Problem details
Turn the rows below into a numbered list with one line per item, leaving out any blank lines.

Source records
======

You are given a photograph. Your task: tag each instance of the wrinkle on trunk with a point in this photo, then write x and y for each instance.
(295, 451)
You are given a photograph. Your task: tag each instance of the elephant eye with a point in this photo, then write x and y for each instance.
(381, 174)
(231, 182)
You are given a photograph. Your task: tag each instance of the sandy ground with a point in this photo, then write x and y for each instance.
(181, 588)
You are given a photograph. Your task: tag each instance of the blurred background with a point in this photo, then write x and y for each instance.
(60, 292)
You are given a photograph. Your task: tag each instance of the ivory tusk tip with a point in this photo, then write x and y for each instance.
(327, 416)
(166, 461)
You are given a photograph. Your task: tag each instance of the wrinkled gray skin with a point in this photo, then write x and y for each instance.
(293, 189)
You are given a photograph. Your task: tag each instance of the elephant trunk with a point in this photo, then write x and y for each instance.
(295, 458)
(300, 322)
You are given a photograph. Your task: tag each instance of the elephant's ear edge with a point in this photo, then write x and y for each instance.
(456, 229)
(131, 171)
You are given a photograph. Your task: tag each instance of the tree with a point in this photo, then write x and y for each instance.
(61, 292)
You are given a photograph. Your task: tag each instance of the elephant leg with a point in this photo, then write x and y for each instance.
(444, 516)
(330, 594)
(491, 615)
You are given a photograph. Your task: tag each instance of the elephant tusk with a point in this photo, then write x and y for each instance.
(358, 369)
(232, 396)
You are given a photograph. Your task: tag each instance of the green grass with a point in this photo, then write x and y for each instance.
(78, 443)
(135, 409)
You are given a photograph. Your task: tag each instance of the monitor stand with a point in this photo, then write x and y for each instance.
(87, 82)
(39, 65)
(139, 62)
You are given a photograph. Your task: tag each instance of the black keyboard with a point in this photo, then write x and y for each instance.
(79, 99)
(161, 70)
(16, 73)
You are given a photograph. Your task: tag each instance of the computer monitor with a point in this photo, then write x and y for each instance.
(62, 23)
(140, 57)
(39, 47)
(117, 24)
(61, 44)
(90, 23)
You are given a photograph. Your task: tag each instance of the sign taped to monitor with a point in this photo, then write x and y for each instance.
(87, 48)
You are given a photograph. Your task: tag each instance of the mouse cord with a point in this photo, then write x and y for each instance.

======

Exercise answer
1. You are given a photograph. Your task: tag each instance of the wrinkle on trunk with a point in this photo, then write x and y for each instance.
2. (295, 451)
3. You are given a photograph. Your task: tag each instance of the elephant eye with a point in this photo, then write x and y for each instance.
4. (381, 174)
5. (231, 182)
6. You are given a photograph. Your task: tag each instance of the sandy ground with a point in this photo, then write x and y for each instance.
7. (181, 588)
8. You are given a photograph. Your task: tag each instance of the blurred background with a point in this photo, then write x and y for each instance.
9. (60, 292)
10. You are given a photograph. Your task: tag each instance of the ivory tusk tip with a point in this photo, then write x and y for each instance.
11. (327, 416)
12. (166, 461)
13. You are given a photograph. Your task: tag each instance of the wrinkled gray skin with a point in this photo, then write x and y for each instance.
14. (293, 189)
15. You are given a photograph. Your task: tag each instance of the elephant trunk with a point in this photo, then write x and y for each instance.
16. (295, 458)
17. (300, 322)
18. You are given a photograph. Your task: tag each instance of the elephant's ear edge with a point in this photo, then write x and y for each instance.
19. (456, 229)
20. (131, 171)
21. You are given a photograph. Your task: tag each instance of the tree with a point in this photo, then write x and y for each instance.
22. (61, 292)
23. You are given a photograph. Your task: tag each instance of the elephant leg with a point in this photo, then write x and y for each instance.
24. (444, 516)
25. (330, 594)
26. (491, 615)
27. You are given a photograph. Your task: tag each instance of the elephant tusk with a point in this photo, then write x and y for each instance.
28. (358, 369)
29. (232, 396)
30. You are given a photograph. Your task: tag each instance of the green grass with a point in this photo, then write x and y for each instance.
31. (78, 443)
32. (135, 409)
33. You are given a photograph. Your task: tag each instance of the monitor stand with a point in this photo, then write x and y for each instance.
34. (87, 82)
35. (39, 65)
36. (139, 62)
37. You are given a photograph. Your task: tag each instance of the black keyboard with a point in this photo, then write x and y for each instance.
38. (79, 99)
39. (161, 70)
40. (16, 73)
41. You are given a photograph. Your task: tag each instance of the computer monitor with a point in this photo, then write x and y for each instance.
42. (62, 23)
43. (140, 57)
44. (39, 47)
45. (117, 24)
46. (61, 44)
47. (90, 23)
48. You are given a photograph. Your task: tag each instance of the sign taped to monitor with a point in this photo, then write x and y for each instance.
49. (87, 48)
50. You are given a photograph. Your task: tag each instance of the mouse cord with a point in this photo, then write x and y for each instance.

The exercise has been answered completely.